---------- TEXTAUSZUG

Nicht anders verhält es sich ferner mit der vom Beschwerdeführer vermißten Begründung für die Annahme seines über den Zugang zur gemeinsamen Kasse hinausgegangenen Geldbedarfs: dazu genügt es, ihn auf den Inhalt der Entscheidungsgründe (US 2 vso/3) zu verweisen. Ohne Belang aber ist es, ob er gerade bei der zuvor relevierten telefonischen Bedrohung der Zeugin P***** am 10. Jänner 1991 (US 3 vso) auch den Ausdruck "liquidieren" verwendete; der insoweit reklamierte Begründungsmangel betrifft daher jedenfalls keine im Sinn des geltend gemachten Nichtigkeitsgrundes entscheidende Tatsache. Mit seinem daran anknüpfenden Versuch hinwieder, die bei diesem Telefongespräch von ihm geäußerten Drohungen bloß als milieubedingte Unmutsäußerungen hinzustellen, ficht der Angeklagte im Rahmen der Mängelrüge nur unzulässigerweise die schöffengerichtliche Beweiswürdigung an.
Die Rechtsrüge (Z 9 lit a) schließlich läßt eine prozeßordnungsgemäße Ausführung vermissen.
Denn dabei zielt der Beschwerdeführer zum einen, "Feststellungsmängel" behauptend, teils auf hypothetische Ergebnisse einer in erster Instanz abgelehnten Beweisführung und im übrigen bloß auf eine günstigere Würdigung des Ergebnisses der tatsächlichen schöffengerichtlichen Beweisaufnahme ab. Solcherart wird jedoch in Wahrheit nicht etwa ein auf unrichtiger Rechtsansicht beruhendes Unterbleiben entscheidungswesentlicher Konstatierungen geltend gemacht, sondern vielmehr zum Teil nur neuerlich eine Relevanz jener Beweisthemen darzutun versucht, auf die sich die (schon zuvor erledigte) Verfahrensrüge bezieht, und im übrigen unter unzulässiger Bekämpfung der erstinstanzlichen Beweiswürdigung gegen die Richtigkeit ohnehin getroffener, den Beschwerdeintentionen indessen zuwiderlaufender Feststellungen remonstriert.

--------------------

§ **AUFGABE A**:
Beantworte zum Textauszug diese Fragen:
(i) An welchem Datum fand laut Textauszug die telefonische Bedrohung der Zeugin P***** statt?
(ii) Was lässt die Rechtsrüge (Z 9 lit a) vermissen?
(iii) Was behauptet der Beschwerdeführer im Rahmen der Rechtsrüge zum einen?

---------- GESPEICHERTE EINTRÄGE

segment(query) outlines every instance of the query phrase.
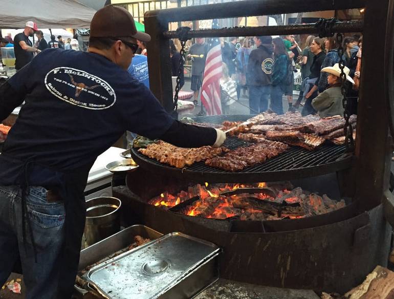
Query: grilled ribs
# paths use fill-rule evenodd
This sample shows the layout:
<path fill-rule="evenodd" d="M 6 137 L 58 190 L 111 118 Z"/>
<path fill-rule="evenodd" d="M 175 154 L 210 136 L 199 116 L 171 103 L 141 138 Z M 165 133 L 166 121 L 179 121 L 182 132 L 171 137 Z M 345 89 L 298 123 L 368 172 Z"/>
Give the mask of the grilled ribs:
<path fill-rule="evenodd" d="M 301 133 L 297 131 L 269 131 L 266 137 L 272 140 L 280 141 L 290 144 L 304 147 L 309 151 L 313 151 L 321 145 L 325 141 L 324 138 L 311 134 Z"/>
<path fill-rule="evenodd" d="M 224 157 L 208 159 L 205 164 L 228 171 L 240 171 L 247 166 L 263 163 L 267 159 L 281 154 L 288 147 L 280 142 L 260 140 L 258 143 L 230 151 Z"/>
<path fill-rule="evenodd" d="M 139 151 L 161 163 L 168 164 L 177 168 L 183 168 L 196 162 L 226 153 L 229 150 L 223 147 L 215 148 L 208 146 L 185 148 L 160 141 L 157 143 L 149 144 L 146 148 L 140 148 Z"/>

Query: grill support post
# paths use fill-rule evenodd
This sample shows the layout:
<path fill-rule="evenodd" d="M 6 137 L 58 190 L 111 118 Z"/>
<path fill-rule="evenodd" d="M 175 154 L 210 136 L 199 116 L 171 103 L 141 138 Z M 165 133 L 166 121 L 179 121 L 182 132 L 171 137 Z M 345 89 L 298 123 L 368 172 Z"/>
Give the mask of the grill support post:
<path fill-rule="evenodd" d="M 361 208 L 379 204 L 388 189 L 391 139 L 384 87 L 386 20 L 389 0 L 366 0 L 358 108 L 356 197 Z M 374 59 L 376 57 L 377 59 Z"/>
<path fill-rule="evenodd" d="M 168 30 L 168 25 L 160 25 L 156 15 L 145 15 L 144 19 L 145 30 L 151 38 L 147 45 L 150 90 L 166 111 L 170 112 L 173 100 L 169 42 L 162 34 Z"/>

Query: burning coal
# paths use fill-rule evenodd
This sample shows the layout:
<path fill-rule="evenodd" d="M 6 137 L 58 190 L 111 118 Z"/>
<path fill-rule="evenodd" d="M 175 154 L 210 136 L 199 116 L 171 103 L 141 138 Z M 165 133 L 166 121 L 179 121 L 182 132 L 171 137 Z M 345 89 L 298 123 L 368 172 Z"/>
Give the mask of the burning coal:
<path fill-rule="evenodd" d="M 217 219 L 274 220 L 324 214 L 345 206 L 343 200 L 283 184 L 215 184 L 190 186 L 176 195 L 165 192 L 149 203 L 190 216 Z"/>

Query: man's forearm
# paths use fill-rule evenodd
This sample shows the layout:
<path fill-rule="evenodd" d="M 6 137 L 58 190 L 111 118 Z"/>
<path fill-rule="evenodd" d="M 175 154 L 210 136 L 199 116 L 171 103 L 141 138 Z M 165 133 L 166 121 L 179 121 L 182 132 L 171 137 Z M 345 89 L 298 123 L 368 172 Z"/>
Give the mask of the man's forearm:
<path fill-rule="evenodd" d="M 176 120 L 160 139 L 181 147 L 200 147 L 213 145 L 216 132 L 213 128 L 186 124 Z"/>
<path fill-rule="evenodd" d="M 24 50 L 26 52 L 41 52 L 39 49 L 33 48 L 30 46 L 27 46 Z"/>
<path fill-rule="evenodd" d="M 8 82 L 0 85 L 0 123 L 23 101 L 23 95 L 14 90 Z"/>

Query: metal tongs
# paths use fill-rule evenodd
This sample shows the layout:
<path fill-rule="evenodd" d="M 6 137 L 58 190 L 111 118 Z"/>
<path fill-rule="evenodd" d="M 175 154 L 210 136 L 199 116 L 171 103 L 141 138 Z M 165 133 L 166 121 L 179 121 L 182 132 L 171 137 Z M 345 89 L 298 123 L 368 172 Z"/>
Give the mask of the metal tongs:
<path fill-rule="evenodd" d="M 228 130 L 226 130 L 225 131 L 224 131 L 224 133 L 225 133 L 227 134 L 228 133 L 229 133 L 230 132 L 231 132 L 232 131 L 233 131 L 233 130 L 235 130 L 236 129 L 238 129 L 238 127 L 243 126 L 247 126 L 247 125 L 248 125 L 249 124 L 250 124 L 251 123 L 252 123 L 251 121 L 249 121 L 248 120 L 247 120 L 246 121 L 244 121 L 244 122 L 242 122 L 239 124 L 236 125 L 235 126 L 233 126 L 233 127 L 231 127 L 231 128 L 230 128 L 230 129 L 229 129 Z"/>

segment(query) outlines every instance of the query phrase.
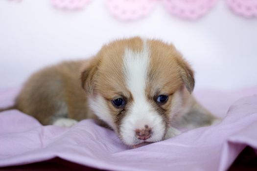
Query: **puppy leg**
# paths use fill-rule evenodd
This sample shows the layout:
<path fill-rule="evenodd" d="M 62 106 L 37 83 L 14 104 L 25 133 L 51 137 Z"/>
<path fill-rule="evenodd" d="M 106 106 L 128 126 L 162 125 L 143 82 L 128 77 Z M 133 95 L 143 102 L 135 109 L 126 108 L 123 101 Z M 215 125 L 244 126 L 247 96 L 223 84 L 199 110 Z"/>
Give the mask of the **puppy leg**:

--------------------

§ **AUFGABE B**: Wie lautet der Teil der Einträge, der mit der Zeile beginnt, die „Query: man's forearm“ enthält, und mit der Zeile endet, die „123 L 23 101“ enthält, wenn man darin „layout“ durch „format“ ersetzt und sonst nichts ändert?

§ **VOLLSTÄNDIGE ANTWORT A**:
(i) Am 10. Jänner 1991.
(ii) Eine prozeßordnungsgemäße Ausführung.
(iii) „Feststellungsmängel“.

§ **VOLLSTÄNDIGE ANTWORT B**:
Query: man's forearm
# paths use fill-rule evenodd
This sample shows the format:
<path fill-rule="evenodd" d="M 6 137 L 58 190 L 111 118 Z"/>
<path fill-rule="evenodd" d="M 175 154 L 210 136 L 199 116 L 171 103 L 141 138 Z M 165 133 L 166 121 L 179 121 L 182 132 L 171 137 Z M 345 89 L 298 123 L 368 172 Z"/>
Give the mask of the man's forearm:
<path fill-rule="evenodd" d="M 176 120 L 160 139 L 181 147 L 200 147 L 213 145 L 216 132 L 213 128 L 186 124 Z"/>
<path fill-rule="evenodd" d="M 24 50 L 26 52 L 41 52 L 39 49 L 33 48 L 30 46 L 27 46 Z"/>
<path fill-rule="evenodd" d="M 8 82 L 0 85 L 0 123 L 23 101 L 23 95 L 14 90 Z"/>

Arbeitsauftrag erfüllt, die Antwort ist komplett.